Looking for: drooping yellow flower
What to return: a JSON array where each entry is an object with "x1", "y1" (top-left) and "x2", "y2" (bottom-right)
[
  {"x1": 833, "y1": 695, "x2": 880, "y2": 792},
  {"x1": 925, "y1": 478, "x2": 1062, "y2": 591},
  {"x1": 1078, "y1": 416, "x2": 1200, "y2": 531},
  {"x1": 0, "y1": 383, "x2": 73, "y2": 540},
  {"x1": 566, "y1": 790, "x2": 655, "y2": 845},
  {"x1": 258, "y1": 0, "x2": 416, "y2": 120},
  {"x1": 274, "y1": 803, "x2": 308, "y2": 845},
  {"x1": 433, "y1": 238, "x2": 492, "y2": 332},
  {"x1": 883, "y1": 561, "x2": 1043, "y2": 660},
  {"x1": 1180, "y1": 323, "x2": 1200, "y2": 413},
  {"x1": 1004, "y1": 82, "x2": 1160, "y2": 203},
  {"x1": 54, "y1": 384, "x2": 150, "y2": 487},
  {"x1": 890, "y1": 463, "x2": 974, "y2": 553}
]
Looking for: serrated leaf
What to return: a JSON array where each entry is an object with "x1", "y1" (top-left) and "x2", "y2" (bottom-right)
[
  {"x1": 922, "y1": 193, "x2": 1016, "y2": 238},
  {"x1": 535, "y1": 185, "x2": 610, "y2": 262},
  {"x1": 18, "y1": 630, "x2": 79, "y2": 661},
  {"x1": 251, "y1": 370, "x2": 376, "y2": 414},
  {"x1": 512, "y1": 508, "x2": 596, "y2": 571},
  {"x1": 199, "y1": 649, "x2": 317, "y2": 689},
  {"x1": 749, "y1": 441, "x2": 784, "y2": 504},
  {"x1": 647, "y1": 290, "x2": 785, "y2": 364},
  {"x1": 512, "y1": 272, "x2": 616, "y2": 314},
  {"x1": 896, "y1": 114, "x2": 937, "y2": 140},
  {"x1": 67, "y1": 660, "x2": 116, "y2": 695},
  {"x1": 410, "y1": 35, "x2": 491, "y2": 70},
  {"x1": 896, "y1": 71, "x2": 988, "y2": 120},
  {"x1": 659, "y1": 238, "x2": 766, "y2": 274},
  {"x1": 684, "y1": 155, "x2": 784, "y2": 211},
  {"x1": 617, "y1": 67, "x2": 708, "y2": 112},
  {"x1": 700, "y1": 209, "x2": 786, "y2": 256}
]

********

Goal.
Could you reproduce each of the entries above line for line, with no changes?

In response.
Looking for: drooping yellow flower
What to return: a JSON array where each entry is an object with "x1", "y1" (top-left) and "x2", "y2" (bottom-right)
[
  {"x1": 833, "y1": 695, "x2": 880, "y2": 792},
  {"x1": 925, "y1": 478, "x2": 1062, "y2": 591},
  {"x1": 1078, "y1": 416, "x2": 1200, "y2": 531},
  {"x1": 0, "y1": 383, "x2": 73, "y2": 540},
  {"x1": 566, "y1": 790, "x2": 655, "y2": 845},
  {"x1": 258, "y1": 0, "x2": 416, "y2": 120},
  {"x1": 274, "y1": 803, "x2": 308, "y2": 845},
  {"x1": 433, "y1": 238, "x2": 492, "y2": 332},
  {"x1": 883, "y1": 561, "x2": 1043, "y2": 660},
  {"x1": 1180, "y1": 323, "x2": 1200, "y2": 413},
  {"x1": 1004, "y1": 82, "x2": 1160, "y2": 203},
  {"x1": 54, "y1": 384, "x2": 150, "y2": 487},
  {"x1": 890, "y1": 463, "x2": 974, "y2": 553}
]
Looking for: serrated leaf
What to return: a JSON array where each entry is an object with "x1", "y1" (top-left) and "x2", "y2" (bottom-right)
[
  {"x1": 922, "y1": 193, "x2": 1016, "y2": 238},
  {"x1": 535, "y1": 185, "x2": 610, "y2": 262},
  {"x1": 18, "y1": 630, "x2": 79, "y2": 661},
  {"x1": 251, "y1": 370, "x2": 376, "y2": 414},
  {"x1": 512, "y1": 508, "x2": 596, "y2": 571},
  {"x1": 199, "y1": 649, "x2": 317, "y2": 689},
  {"x1": 749, "y1": 441, "x2": 784, "y2": 504},
  {"x1": 647, "y1": 290, "x2": 785, "y2": 364},
  {"x1": 512, "y1": 272, "x2": 616, "y2": 314},
  {"x1": 896, "y1": 114, "x2": 937, "y2": 140},
  {"x1": 67, "y1": 660, "x2": 116, "y2": 695},
  {"x1": 410, "y1": 35, "x2": 491, "y2": 70},
  {"x1": 896, "y1": 71, "x2": 988, "y2": 120},
  {"x1": 659, "y1": 238, "x2": 766, "y2": 274},
  {"x1": 684, "y1": 155, "x2": 784, "y2": 211},
  {"x1": 617, "y1": 67, "x2": 708, "y2": 112},
  {"x1": 700, "y1": 209, "x2": 786, "y2": 256}
]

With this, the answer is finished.